Records taken from a data source
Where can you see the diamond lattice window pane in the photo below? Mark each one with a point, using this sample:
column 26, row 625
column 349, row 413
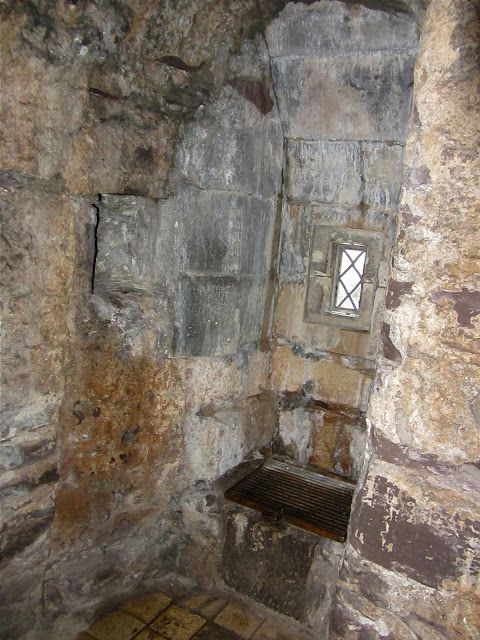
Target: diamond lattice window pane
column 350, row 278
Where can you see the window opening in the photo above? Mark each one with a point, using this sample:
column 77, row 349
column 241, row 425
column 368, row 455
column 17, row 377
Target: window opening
==
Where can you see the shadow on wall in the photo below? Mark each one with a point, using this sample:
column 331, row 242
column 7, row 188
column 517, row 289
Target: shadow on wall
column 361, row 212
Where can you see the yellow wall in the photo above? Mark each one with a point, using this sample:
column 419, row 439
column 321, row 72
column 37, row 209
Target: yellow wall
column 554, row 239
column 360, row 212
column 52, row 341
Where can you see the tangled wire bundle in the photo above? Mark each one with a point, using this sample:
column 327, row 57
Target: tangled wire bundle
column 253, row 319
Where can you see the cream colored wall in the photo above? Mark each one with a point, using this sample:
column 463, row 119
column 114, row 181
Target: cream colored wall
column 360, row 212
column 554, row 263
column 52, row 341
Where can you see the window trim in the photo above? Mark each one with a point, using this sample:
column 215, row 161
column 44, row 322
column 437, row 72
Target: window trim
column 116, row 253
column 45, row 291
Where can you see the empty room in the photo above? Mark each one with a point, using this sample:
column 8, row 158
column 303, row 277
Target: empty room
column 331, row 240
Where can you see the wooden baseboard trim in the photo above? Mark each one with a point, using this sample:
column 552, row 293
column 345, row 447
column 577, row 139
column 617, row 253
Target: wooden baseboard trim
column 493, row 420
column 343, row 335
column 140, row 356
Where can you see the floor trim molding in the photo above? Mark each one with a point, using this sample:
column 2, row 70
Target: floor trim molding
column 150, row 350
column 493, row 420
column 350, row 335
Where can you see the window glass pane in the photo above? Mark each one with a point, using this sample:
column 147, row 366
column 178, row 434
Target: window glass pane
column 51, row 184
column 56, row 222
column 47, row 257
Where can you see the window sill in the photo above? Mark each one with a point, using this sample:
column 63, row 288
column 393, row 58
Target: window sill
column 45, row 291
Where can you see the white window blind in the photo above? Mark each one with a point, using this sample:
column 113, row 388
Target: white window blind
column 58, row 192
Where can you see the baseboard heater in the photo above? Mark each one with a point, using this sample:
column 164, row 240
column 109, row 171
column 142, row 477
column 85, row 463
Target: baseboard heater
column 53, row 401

Description of the task:
Report every line of the listing above that contains the word "below", copying each such line in full.

Reply to the task:
Where can you see the diamond lattice window pane in the photo below? Mark each one with a point, using this sample:
Where can you see the shadow on wall in the photo below? Mark each one with a point, using this sample:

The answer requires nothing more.